Selected text »
-------------------------
Like a lot of nerds, I'm actually pretty introverted. I'm okay with this. But by adding layers, complications and hassles to socializing by having everything online, I wound up isolating myself to the point that even I'm realizing it.
I tried running a D&D campaign during the first lockdown, but preparing the maps and everything on the virtual tabletop was a lot of work and I didn't have the fun I expected during the sessions. I still have the stuff there and I keep thinking that I'll come back to it. We'll see.
The coffee shop where I met the writing group and did some gaming closed down a few months ago. There doesn't seem to be a good substitute. There isn't a nearby place to gather a group and pay your admission with a cup of coffee or a bagel in the evening.
The writing group moved online, but with my reticence to call my online activities "socializing," I only recently rejoined the group. I'm carving out some of that writing time to write this. I need to do something. I need to get back out into the world.
-------------------------
Point annotation dataset rows »
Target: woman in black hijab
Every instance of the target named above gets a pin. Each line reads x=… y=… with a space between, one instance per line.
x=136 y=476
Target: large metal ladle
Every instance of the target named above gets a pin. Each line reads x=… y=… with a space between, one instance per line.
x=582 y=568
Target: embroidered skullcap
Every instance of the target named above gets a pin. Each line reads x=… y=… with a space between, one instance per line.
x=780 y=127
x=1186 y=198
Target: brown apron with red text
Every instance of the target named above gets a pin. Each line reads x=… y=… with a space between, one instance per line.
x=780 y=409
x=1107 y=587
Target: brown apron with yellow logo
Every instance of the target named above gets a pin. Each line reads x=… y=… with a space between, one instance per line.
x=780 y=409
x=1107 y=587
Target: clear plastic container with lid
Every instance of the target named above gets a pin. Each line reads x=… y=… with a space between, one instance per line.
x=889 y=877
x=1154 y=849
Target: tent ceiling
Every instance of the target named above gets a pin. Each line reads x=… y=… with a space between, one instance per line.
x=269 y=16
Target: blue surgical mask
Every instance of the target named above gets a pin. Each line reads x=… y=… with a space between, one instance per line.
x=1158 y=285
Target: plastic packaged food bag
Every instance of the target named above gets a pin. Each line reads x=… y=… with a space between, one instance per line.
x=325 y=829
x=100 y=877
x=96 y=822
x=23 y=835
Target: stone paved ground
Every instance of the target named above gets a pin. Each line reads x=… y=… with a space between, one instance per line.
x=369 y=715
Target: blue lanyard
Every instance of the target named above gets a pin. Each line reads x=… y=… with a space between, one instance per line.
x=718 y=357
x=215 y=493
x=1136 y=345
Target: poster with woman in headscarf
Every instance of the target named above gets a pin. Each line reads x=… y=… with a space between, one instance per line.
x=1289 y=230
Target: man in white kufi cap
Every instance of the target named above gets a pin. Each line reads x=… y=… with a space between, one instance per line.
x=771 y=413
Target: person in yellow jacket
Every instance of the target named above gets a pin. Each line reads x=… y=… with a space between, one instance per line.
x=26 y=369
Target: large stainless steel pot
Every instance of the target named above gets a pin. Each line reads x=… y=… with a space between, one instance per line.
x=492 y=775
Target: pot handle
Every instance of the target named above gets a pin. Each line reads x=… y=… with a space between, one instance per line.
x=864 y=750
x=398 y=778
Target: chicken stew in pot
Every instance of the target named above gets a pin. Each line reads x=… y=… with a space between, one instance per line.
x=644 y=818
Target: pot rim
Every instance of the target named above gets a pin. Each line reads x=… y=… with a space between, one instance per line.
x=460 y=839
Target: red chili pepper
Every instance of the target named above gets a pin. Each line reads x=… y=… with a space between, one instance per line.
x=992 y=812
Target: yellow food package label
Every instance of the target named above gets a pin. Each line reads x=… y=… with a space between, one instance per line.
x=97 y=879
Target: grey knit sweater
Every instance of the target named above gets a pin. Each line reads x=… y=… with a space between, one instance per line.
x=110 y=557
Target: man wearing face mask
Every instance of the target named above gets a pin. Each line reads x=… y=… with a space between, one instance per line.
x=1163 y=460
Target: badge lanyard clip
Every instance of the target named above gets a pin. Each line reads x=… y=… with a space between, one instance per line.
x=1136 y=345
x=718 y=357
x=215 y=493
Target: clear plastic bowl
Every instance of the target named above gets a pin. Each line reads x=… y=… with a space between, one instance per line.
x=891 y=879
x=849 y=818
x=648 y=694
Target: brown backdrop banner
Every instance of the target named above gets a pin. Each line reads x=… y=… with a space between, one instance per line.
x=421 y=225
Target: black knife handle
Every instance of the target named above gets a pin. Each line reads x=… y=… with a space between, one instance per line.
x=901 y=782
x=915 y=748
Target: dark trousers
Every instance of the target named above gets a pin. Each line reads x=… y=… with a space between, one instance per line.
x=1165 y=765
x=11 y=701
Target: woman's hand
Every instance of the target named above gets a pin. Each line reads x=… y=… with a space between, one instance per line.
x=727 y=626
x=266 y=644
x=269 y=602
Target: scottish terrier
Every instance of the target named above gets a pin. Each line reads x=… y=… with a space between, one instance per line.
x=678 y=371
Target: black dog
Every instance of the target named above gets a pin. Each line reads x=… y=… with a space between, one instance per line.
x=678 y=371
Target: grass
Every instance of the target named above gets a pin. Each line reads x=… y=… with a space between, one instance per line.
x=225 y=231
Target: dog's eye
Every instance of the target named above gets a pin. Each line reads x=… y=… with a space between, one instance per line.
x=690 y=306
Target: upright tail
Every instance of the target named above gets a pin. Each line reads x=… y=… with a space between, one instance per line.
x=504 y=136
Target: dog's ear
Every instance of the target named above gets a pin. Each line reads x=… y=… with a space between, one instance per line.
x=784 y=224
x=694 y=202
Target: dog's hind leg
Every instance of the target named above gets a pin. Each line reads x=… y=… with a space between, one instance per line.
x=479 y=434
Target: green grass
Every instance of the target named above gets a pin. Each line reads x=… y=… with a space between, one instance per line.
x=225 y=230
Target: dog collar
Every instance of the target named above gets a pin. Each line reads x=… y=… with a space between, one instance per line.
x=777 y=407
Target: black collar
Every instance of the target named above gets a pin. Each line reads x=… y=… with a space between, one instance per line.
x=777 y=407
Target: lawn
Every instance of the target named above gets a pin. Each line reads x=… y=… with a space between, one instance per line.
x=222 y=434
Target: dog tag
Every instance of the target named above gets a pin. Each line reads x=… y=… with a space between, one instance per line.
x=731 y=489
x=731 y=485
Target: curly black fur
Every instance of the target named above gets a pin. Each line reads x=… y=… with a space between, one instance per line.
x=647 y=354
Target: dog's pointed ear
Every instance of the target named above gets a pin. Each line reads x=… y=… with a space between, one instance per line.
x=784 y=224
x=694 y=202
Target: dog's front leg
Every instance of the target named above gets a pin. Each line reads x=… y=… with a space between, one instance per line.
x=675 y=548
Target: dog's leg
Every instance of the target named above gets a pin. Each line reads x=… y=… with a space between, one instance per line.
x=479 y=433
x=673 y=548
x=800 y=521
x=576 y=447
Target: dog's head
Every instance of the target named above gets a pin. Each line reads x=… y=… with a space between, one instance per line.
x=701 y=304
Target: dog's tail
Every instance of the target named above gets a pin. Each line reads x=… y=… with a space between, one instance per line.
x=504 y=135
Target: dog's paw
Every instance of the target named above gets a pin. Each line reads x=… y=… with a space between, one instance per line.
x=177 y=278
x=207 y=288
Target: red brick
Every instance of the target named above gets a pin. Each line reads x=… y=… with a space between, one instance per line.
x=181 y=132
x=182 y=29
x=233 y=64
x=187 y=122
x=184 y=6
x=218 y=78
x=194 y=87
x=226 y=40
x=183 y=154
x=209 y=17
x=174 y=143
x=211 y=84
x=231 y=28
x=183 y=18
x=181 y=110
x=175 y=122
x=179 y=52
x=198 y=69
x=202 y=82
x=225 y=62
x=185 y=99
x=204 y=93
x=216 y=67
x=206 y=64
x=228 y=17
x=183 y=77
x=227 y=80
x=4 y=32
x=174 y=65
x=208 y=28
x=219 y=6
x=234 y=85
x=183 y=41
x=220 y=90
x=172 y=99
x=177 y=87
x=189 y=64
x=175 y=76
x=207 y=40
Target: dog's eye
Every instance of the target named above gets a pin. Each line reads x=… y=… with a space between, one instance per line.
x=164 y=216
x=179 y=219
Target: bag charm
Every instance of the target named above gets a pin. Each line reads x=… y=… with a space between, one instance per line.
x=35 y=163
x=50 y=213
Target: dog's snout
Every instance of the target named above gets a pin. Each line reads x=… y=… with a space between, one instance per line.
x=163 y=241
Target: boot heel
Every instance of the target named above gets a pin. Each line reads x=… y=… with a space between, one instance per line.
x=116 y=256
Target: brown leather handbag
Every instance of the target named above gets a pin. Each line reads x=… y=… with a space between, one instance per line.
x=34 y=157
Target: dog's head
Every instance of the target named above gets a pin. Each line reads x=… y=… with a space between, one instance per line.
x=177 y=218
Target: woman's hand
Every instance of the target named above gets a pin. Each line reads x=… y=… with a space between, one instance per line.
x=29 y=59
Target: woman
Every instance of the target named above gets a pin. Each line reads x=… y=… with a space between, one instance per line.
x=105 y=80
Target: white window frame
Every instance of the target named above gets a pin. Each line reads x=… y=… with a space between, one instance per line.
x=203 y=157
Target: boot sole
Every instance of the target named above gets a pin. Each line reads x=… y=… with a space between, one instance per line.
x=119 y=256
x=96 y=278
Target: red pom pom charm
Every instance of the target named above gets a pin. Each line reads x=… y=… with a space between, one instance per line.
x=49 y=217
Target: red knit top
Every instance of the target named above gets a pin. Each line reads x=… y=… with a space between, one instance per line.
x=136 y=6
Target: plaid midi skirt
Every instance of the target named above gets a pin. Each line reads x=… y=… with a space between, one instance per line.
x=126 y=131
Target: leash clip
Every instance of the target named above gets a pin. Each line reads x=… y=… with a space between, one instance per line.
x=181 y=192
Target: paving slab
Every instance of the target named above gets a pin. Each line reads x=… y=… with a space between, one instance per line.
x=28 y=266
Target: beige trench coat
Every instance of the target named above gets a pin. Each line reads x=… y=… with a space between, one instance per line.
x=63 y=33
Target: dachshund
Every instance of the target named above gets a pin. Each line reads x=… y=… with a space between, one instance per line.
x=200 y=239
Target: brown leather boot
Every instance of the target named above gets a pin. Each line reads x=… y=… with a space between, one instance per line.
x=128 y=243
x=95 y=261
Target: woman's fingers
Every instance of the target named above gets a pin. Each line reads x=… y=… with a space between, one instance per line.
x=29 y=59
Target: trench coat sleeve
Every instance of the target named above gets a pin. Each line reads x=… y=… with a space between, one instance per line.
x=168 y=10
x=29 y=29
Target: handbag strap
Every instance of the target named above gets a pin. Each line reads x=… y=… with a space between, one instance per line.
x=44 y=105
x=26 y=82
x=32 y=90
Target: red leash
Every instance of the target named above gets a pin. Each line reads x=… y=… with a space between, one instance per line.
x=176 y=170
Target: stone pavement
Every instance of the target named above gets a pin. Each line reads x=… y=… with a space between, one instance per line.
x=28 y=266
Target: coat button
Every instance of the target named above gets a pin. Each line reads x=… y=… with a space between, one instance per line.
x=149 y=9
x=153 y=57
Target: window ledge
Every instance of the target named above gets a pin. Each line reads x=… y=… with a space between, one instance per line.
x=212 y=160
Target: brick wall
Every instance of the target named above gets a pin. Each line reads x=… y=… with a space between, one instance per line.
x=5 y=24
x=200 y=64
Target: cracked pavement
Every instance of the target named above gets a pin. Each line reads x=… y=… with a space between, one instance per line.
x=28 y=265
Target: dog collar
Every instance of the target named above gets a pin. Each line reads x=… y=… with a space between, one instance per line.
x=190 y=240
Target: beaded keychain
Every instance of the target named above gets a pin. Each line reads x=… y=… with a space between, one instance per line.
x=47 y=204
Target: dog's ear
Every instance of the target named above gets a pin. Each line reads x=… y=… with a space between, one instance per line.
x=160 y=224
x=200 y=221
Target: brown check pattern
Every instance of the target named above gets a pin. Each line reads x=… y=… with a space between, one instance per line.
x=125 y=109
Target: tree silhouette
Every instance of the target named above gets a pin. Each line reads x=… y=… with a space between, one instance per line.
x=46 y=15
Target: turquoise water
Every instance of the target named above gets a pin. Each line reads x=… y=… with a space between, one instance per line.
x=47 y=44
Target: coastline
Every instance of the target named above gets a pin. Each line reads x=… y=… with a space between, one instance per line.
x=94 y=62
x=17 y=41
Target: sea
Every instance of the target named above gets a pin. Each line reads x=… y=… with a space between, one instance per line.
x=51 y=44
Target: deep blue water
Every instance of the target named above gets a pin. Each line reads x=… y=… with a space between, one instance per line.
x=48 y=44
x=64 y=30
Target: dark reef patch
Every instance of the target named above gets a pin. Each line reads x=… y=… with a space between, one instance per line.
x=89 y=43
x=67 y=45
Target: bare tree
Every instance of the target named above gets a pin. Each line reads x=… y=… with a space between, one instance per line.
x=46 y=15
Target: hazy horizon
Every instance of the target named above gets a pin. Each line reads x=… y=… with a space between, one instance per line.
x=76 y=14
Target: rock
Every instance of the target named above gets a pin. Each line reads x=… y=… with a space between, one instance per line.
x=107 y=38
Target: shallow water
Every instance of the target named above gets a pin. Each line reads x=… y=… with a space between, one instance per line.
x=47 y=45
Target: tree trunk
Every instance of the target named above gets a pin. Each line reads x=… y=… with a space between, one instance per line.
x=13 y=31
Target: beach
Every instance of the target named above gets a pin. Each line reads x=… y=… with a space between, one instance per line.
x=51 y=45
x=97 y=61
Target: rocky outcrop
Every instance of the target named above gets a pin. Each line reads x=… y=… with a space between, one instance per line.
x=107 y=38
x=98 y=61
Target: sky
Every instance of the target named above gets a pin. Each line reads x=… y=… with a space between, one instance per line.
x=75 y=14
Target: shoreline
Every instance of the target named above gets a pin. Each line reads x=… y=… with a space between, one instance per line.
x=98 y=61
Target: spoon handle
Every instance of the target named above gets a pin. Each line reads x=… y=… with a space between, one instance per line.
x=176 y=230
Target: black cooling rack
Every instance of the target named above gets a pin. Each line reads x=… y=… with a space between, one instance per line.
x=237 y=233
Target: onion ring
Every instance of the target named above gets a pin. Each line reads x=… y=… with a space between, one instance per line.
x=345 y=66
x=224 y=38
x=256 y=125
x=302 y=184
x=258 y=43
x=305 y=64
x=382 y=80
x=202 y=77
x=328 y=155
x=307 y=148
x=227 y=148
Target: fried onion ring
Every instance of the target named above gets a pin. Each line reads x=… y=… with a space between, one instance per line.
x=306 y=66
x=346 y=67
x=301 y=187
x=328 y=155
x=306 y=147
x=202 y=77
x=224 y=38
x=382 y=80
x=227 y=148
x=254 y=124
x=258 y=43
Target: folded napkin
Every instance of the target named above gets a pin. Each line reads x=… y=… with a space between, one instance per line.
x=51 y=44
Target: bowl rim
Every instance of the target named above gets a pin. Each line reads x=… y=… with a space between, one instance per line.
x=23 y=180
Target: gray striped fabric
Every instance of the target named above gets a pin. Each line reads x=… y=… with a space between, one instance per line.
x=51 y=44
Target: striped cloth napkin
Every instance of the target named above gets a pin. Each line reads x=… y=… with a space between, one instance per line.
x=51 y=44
-------------------------
List of tasks »
a: Echo the rows exactly, everything from the line containing "Target: dark reef patch" down to the line containing "x=237 y=233", with both of those lines included.
b: Carry on the passage about social isolation from its last sentence.
The passage about social isolation and the rows are unrelated material.

Responses »
a:
Target: dark reef patch
Every instance of the target named above gets a pin. Each line reads x=… y=… with a space between, one instance per line.
x=89 y=43
x=67 y=45
Target: bare tree
Every instance of the target named above gets a pin. Each line reads x=… y=… with a space between, one instance per line.
x=46 y=15
Target: hazy horizon
Every instance of the target named above gets a pin. Each line reads x=… y=… with a space between, one instance per line.
x=76 y=14
Target: rock
Every instance of the target named above gets a pin. Each line reads x=… y=… with a space between, one instance per line.
x=107 y=38
Target: shallow water
Every instance of the target named above gets a pin. Each line reads x=… y=… with a space between, one instance per line.
x=47 y=45
Target: tree trunk
Every instance of the target named above gets a pin. Each line reads x=… y=… with a space between, one instance per line.
x=13 y=31
Target: beach
Every instance of the target named above gets a pin. Each line reads x=… y=… with a space between, one instance per line.
x=51 y=45
x=97 y=61
Target: rocky outcrop
Every instance of the target named above gets a pin. Each line reads x=… y=… with a space between, one instance per line.
x=107 y=38
x=98 y=61
Target: sky
Every instance of the target named above gets a pin. Each line reads x=… y=… with a space between, one instance per line.
x=75 y=14
Target: shoreline
Every instance of the target named above gets a pin. Each line reads x=… y=… with a space between, one instance per line.
x=98 y=61
Target: spoon handle
Every instance of the target named above gets a pin. Each line reads x=… y=… with a space between, one instance per line.
x=176 y=230
Target: black cooling rack
Every instance of the target named above gets a pin. Each line reads x=… y=… with a space between, one instance per line.
x=237 y=233

b:
A new game store opened up in reasonable range from me a few months ago. It seems really nice. I should try to run a game there. I just need to figure out what and find the energy and focus to put it together. And of course, out of deference to the new game store, it should be something that they carry. Which means that I can't lean on my old games, no matter how much I may love them.
Maybe I'll run Adventures in Oz and give them a few copies on a consignment basis. We'll see.